▶ Alıntı metin:
>>

­ AFYONKARAHİSAR YÖRESİ HALK OYUNLARI KIYAFETLERİ | Kültür Portalı

Afyonkarahisar Yöresi Halk Oyunları Kıyafetleri - Afyonkarahisar

Giyim Kuşam

Erkek Kıyafetleri: Afyonkarahisar’da erkek halk oyunları efe, zeybek, seymen geleneğini sürdüren; il içinde her yörede aynı olan bir beraberliği yansıtır. Giyim de buna ayak uydurmuştur.

Başa Giyilenler:

  • Terlik: Bezden dikilmiştir. Fesin kısa sürede kirlenmesini önlemek amacıyla giyilir.
  • Fes: Bordo keçeden kalıp üzerine geçirilerek yapılmıştır.
  • Yazma (Yemeni): Pamuklu kumaş üzerine boya işlemeli, kenarları oya işlemelidir.
  • Sarık (Poşu): Siyah renkte kaliteli ipekten püsküllü olarak yapılmıştır.
  • Keyfiye: Çoğu kez gömlek (mintan) rengiyle uyumlu kaliteli ipekten püsküllü olarak yapılmıştır. Boyuna sarılır.

Bedene Giyilenler:

  • İçlik: Amerikan kaput bezinden, bol yakasız, önden göğse kadar açık, kalça ile diz kapakları arasına kadar uzunlukta, kollu, bir iç giyim parçasıdır.
  • Gömlek (Mintan): İnce yollu keten kumaştan önde düğmeli, kollu, hakim yakalı bir iç giyim parçasıdır.
  • Yelek: Kolsuz giyim parçasıdır. 
  • Bel Kuşağı: Pamuklu, ince dokuma, beli tutmak için kullanılır.
  • Camadan: Mavi veya gri çuhadan kollu, astarlı, gömlek üzerine giyilen giyim parçasıdır. Çuhanın üzeri ve kanatları kaytana işlemelidir.
  • Cepken (Kartal Kanat): Mavi veya gri çuhadan kolsuz, astarlı, camadan üzerine giyilen giyim parçasıdır. Çuhanın üzeri ve kanatları tamamen kaytana işlemelidir.

<<

▶ Görev tanımı:
Yukarıdaki Afyonkarahisar halk oyunları kıyafetleri metnini, son cümlesinin ardından devam ettirerek yazın.

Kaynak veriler

>>

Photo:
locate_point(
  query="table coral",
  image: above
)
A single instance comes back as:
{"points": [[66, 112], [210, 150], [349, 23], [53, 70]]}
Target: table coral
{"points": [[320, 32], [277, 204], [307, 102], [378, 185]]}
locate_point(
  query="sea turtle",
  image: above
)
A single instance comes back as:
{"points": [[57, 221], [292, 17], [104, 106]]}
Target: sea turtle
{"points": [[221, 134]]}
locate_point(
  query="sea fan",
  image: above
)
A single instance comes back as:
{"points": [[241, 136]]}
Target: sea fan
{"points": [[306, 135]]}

<<

▶ Görev sonucu:
  • Dış Kuşak: Yünlü dokumadan yapılmış bel kuşağıdır. Deseni yollu olup, yollar arasında çiçek ve badem motifleri dokunmuştur. Kare şeklinde olup, katlanarak bele sarılıp, üzerine kayışlı silahlık bağlanır.
  • Şalvar (Potur): Göbek altı bol büzgülü, uçkurla bağlı, ağı geniş ve rahat harekete elverişli, bölge sert iklimine uygun diz kapaklarını örtecek uzunluktadır. Uzun paçalı olmayıp, içine uzun paçalı veya tayt giyilmez.
  • Silahlık: Deriden arkaları kayışlı yapılmış, dış kuşağı bağlamak ve kama, yağlık, toplu tabanca, vb. şeyleri arasına koymak için kullanılır.
  • Kama: İki tarafı da keskin bir çeşit bıçaktır. Kını ve sap kısmı işlemelidir 
  • Saldırma: Tek tarafı keskin olan eğri kamadır.
  • Toplu Tabanca: Altı mermi alan ve kabzası işlemeli olan tabancadır.
  • Yağlık : Mendil
  • Tek Tüfek : Tek namlusu olan ve tek atış yapan bir tüfektir.
  • Ayağa Giyilenler:
  • Çorap: Yünden örülmüştür, diz kapaklarına kadar uzunlukta olup, genelde beyaz ve siyah renklerde kendinden desenlidir.
  • Çizme: Uzun konçlu, altı kösele tabanlı, kısa topukludur. 
  • Kundura: Altı kösele tabanlı, yüksek topukludur.
  • Dizlik (Tozluk): Diz kapağına kadar gelip ön kesiminde dizin yere teması durumunda yerdeki çizici ve kırıcı şeylerden koruması için giyilir.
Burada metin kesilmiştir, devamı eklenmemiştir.